→ **DATA TO USE**:
───

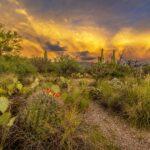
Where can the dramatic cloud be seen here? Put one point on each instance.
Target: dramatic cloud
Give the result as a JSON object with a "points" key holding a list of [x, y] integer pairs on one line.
{"points": [[73, 26]]}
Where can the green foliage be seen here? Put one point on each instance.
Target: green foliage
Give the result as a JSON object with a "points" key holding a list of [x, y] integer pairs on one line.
{"points": [[146, 69], [6, 121], [9, 41], [45, 124], [130, 98], [10, 85], [77, 97], [17, 65]]}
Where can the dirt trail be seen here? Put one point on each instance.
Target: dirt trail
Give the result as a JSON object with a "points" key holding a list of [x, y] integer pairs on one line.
{"points": [[116, 129]]}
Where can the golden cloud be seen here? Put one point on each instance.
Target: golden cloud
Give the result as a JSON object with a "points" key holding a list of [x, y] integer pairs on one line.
{"points": [[79, 38]]}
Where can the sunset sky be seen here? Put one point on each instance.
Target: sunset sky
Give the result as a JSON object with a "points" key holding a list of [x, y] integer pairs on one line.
{"points": [[80, 28]]}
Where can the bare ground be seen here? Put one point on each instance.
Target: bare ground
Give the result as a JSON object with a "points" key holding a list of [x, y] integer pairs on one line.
{"points": [[116, 129]]}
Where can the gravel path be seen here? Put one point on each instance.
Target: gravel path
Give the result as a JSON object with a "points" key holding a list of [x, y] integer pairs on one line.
{"points": [[117, 130]]}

───

→ **ABOUT THIS EXERCISE**:
Where the word "dirt" shows up in a line of the entries above, copy that line.

→ **ANSWER TO THIS PROBLEM**:
Where can the dirt trail be seen here? Put one point on each instance.
Target: dirt trail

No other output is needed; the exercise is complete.